Copy every line below where the string "bird" is found.

========

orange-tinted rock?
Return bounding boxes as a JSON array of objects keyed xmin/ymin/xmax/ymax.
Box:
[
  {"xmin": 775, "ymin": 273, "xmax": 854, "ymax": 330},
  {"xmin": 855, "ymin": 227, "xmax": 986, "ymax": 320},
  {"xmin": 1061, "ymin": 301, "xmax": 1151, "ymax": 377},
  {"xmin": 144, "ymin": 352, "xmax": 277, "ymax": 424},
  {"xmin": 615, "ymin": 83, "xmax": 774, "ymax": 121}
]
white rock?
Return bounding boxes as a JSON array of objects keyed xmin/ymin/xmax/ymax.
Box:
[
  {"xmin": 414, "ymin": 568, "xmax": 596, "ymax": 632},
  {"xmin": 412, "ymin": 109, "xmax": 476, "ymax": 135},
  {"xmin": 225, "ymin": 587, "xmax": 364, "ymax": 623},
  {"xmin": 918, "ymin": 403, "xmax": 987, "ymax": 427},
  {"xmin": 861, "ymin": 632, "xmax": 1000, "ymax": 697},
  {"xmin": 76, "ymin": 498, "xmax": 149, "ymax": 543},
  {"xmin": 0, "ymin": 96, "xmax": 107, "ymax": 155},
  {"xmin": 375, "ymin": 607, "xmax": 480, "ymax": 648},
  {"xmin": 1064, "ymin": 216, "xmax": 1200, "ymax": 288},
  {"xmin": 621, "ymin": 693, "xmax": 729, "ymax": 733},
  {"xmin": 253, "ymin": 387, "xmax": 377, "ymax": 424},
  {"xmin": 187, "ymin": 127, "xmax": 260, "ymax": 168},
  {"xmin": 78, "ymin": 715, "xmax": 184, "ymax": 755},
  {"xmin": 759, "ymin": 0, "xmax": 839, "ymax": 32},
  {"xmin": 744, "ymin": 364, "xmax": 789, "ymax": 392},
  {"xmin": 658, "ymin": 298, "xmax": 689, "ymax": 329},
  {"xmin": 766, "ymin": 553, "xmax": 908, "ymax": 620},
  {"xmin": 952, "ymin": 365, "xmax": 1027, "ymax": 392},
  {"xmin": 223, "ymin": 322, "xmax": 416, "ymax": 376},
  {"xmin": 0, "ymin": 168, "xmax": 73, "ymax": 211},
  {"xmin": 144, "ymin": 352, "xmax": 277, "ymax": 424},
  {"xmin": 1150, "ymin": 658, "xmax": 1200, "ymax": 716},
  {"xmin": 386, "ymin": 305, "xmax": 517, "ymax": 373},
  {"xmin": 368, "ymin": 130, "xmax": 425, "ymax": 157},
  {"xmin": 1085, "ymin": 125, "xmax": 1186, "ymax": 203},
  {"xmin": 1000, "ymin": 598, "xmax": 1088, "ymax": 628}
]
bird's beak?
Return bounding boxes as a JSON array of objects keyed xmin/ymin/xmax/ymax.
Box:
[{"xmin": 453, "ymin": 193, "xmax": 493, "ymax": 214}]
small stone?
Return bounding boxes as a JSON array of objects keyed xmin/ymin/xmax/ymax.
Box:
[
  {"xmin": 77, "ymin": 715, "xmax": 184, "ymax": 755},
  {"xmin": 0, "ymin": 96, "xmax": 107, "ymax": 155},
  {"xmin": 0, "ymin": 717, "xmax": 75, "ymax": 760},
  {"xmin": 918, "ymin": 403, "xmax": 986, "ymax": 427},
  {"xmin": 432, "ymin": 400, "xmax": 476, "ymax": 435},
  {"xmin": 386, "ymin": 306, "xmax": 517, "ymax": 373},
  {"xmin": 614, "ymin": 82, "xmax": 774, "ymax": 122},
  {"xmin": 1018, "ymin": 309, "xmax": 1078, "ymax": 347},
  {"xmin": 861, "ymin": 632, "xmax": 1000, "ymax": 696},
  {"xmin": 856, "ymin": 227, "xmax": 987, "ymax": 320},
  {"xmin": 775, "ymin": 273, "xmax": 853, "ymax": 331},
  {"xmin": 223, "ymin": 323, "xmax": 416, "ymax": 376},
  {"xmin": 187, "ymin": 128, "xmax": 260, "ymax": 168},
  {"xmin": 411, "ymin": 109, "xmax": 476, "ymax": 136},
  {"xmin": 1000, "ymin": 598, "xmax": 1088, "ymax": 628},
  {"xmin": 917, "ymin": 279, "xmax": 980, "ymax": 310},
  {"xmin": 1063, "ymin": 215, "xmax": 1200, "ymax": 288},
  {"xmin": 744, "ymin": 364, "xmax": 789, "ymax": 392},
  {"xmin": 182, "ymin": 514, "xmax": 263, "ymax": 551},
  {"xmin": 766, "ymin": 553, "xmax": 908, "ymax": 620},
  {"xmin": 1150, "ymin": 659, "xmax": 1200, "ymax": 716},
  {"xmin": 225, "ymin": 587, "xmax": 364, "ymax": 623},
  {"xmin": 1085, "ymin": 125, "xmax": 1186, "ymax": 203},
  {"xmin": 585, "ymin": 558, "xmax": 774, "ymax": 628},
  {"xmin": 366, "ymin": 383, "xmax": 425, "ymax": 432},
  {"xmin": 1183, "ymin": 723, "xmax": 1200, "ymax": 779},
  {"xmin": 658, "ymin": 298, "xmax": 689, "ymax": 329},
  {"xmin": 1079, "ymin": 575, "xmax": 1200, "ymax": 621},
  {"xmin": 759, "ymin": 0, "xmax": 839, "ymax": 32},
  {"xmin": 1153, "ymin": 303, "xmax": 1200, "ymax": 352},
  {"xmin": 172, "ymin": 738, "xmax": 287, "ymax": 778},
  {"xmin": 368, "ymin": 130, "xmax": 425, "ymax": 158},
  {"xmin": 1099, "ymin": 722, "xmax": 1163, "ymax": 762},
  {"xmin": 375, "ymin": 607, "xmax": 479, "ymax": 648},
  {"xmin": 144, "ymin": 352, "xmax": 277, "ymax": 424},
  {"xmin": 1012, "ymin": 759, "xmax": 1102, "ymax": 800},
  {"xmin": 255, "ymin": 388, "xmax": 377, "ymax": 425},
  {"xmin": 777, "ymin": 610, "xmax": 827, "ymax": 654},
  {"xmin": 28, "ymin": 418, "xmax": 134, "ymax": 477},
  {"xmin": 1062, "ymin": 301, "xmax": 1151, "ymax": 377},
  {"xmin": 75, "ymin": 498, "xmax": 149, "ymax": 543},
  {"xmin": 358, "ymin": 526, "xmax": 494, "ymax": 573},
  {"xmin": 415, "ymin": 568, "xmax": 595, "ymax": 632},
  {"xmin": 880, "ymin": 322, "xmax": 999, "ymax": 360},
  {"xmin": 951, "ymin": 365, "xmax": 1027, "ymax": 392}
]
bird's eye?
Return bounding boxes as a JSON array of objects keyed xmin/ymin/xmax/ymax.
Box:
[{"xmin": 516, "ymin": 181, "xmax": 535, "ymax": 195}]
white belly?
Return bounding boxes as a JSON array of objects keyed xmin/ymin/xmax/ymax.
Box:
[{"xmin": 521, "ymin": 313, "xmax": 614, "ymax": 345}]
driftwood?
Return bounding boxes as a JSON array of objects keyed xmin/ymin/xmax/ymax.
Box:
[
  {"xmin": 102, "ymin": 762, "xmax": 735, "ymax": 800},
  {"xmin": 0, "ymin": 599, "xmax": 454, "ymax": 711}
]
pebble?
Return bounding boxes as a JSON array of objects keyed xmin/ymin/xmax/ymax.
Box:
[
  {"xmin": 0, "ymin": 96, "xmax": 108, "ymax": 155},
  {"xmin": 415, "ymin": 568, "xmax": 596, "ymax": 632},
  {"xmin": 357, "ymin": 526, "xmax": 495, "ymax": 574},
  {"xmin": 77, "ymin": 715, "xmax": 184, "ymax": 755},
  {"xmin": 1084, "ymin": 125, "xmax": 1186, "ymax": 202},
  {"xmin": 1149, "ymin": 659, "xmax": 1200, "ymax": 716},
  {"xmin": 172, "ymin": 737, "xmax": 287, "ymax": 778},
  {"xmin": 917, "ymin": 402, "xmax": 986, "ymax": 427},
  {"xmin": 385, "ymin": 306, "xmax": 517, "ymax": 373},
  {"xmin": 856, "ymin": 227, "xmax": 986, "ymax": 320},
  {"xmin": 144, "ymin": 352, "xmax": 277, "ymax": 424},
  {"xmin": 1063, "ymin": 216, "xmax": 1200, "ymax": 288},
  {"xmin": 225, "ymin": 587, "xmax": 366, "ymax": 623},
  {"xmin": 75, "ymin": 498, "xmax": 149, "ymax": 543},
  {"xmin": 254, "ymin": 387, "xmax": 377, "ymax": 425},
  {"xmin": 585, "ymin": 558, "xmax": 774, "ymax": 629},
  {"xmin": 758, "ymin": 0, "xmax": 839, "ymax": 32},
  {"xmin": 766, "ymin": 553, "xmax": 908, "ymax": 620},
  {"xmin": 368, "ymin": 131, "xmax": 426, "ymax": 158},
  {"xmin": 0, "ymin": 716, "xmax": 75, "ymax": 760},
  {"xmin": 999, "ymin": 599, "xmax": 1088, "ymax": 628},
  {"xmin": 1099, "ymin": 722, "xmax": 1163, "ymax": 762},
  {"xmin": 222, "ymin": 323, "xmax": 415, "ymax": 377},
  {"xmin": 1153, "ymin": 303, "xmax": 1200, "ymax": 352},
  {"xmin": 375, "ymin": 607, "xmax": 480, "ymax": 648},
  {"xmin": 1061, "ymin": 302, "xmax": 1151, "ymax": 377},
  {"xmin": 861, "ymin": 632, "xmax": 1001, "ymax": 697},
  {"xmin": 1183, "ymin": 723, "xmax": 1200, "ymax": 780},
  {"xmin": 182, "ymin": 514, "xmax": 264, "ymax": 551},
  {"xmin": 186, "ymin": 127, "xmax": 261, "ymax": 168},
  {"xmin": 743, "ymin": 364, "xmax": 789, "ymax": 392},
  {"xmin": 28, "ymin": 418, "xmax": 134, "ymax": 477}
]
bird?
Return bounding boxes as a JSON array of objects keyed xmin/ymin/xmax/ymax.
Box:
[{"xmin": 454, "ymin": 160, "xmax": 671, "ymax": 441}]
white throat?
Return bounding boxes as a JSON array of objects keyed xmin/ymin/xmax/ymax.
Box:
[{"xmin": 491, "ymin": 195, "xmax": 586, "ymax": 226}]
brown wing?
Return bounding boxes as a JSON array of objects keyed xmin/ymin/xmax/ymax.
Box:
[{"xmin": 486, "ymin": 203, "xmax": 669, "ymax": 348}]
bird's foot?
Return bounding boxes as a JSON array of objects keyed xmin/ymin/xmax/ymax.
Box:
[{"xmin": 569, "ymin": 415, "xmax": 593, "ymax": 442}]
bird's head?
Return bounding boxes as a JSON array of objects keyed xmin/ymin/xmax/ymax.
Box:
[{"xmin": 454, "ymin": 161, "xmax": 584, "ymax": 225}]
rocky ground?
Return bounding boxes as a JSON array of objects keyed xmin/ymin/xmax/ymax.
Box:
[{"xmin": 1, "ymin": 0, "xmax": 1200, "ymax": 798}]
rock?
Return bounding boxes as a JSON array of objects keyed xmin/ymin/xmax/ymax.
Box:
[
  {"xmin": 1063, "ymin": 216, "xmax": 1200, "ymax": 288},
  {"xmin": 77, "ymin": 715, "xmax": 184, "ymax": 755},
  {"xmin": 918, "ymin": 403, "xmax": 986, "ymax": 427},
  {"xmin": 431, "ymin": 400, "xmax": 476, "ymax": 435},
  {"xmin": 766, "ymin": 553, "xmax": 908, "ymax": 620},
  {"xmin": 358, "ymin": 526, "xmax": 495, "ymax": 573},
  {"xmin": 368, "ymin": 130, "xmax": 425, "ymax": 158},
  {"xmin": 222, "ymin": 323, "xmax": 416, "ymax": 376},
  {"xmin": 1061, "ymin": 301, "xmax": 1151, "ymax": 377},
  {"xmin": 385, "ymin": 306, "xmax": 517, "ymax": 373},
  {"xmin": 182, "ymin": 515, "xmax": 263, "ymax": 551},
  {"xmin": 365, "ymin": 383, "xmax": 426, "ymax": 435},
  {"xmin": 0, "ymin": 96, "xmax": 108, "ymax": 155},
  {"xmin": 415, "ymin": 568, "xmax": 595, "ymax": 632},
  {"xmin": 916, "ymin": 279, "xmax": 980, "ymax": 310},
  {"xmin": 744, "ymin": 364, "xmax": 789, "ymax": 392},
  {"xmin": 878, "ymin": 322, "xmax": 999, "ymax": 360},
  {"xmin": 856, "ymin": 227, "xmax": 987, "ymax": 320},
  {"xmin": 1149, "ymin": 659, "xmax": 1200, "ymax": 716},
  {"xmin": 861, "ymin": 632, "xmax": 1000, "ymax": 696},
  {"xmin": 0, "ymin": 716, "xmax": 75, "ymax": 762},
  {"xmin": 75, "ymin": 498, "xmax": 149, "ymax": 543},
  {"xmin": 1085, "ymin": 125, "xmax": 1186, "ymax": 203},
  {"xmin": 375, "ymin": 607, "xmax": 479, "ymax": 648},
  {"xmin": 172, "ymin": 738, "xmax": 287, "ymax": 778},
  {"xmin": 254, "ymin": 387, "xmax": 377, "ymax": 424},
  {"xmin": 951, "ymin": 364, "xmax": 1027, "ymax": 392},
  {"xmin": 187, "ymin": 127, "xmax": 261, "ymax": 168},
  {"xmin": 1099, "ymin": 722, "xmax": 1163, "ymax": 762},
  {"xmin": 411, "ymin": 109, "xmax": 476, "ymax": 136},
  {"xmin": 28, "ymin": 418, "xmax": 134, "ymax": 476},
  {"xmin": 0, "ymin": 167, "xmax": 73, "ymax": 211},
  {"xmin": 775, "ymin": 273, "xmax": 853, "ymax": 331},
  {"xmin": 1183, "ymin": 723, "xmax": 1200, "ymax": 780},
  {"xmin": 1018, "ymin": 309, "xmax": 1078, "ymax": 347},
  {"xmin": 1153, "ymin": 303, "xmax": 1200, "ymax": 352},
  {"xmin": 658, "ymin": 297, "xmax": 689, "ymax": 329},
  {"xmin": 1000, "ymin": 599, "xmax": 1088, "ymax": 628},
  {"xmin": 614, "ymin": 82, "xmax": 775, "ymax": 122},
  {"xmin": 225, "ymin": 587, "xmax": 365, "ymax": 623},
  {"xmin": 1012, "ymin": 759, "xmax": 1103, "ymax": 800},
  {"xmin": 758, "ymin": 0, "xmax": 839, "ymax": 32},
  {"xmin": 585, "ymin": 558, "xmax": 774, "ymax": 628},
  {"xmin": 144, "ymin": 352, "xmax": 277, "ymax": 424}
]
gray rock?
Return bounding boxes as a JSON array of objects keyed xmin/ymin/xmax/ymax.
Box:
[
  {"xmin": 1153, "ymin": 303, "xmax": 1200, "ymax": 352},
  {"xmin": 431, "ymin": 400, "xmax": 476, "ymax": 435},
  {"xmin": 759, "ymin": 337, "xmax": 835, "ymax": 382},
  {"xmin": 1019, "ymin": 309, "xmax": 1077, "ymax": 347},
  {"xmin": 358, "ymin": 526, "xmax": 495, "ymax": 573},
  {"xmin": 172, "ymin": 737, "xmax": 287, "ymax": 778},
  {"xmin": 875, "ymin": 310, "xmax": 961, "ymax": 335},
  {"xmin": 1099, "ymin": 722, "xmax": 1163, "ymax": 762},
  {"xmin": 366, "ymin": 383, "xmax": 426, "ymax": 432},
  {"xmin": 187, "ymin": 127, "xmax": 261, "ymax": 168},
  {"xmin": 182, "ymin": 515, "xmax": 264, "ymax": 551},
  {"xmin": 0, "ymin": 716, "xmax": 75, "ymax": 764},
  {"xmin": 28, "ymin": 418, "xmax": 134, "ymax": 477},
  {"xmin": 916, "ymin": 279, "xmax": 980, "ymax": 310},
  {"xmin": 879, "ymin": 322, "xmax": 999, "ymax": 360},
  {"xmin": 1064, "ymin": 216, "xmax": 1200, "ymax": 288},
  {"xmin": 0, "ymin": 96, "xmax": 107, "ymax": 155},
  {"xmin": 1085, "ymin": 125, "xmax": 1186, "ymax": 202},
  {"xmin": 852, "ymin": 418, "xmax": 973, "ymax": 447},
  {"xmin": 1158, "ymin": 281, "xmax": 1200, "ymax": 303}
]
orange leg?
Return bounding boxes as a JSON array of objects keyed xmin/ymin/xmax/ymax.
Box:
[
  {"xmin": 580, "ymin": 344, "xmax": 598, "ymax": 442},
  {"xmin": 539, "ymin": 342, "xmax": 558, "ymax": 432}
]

========

### Worked solution
bird's beak?
bird's eye?
bird?
bird's foot?
bird's head?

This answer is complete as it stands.